▶ SÉRIE D'EXERCICES
#1 Dans le texte sur l'Open Access, relevez toutes les expressions en anglais, sans compter les sigles et en traitant le nom complet du projet comme une seule expression.
#2 Traduisez en anglais cette phrase du texte sur l'Open Access : « Les universités ont trop longtemps abandonné à d’autres le profit de leur travail et leurs découvertes. »
#3 D'après le texte sur l'Open Access, grâce à quel projet peut-on retrouver facilement les études sur la supériorité de l'OA en matière de citation d'articles ?

▶ TEXTE À LIRE
Je l’ai dit, je suis un enthousiaste de l’Open Access, mais dans un contexte bien défini, où la propriété intellectuelle est pleinement respectée. Les universités ont trop longtemps abandonné à d’autres le profit de leur travail et leurs découvertes. Depuis quelque temps, elles ont appris à les garder pour elles et à ne les laisser partir vers l’exploitation qu’avec précaution et sur base de contrats clairs. Elles ont, par ailleurs, réagi fortement contre une exploitation éhontée du marché des publications par des requins féroces, ce n’est pas le moment d’abandonner tous ces progrès et d’être abusés sur la signification de l’accès libre, en faisant à quiconque le cadeau du fruit de leur travail.

La supériorité de l’Open Access (OA) en matière de citation d’articles a été démontrée par plusieurs études que l’on peut retrouver facilement grâce à l’Open Citation Project, Reference Linking and Citation Analysis for Open Archives.

Vous me direz: « Quoi de plus prévisible? » et vous aurez raison. Cela fait un bout de temps que, dans chacune de mes présentations sur le sujet, je mentionne la conviction intuitive que j’en ai. Mais il fallait que des chercheurs se décident à en faire la mesure, ce qui n’est pas chose facile car, méthodologiquement, la comparaison avec les articles en accès payant n’est guère simple à réaliser et sujette à de nombreuses critiques. La méthode la plus convaincante consiste à mesurer le succès, en termes de citations, des articles publiés dans un journal de renom et mis à disposition, dans la version finale de l’auteur après peer review dans la digithèque de son institution et le comparer à ceux qui ont été publiés dans le même journal, la même année. Le résultat est concluant.

La principale critique est qu’il ne s’agirait, en fait que d’un biais dû à le tendance des auteurs de ne rendre librement accessibles que leurs meilleurs papiers… On ne peut s’empêcher de penser à une certaine mauvaise foi, mais cela demande quand même à être scientifiquement examiné.

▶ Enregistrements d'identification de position
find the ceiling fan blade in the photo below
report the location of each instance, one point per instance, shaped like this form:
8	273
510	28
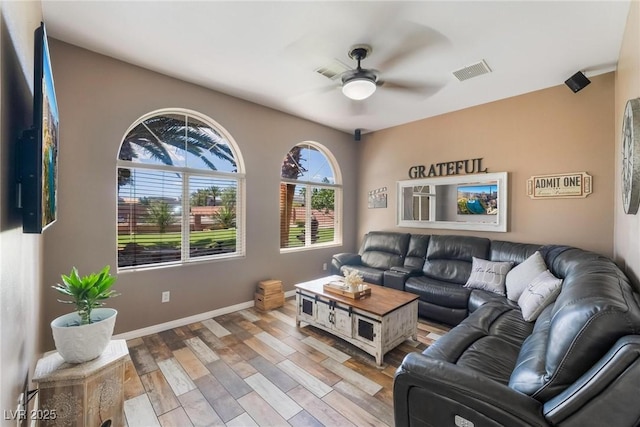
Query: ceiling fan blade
414	40
418	89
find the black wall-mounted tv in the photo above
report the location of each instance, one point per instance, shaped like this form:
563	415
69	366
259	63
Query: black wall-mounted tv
38	147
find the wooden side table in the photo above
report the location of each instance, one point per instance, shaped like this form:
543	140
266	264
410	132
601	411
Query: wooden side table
85	394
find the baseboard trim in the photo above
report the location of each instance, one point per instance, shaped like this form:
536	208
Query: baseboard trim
187	320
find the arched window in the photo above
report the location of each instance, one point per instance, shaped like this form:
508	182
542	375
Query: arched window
180	191
310	198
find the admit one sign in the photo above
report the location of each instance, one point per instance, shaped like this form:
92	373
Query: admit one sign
562	185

▶ CORRIGÉ
#1 « Open Access », « Open Citation Project, Reference Linking and Citation Analysis for Open Archives », « peer review »

#2 For too long, universities have left to others the profit from their work and their discoveries.

#3 Grâce à l’Open Citation Project, Reference Linking and Citation Analysis for Open Archives.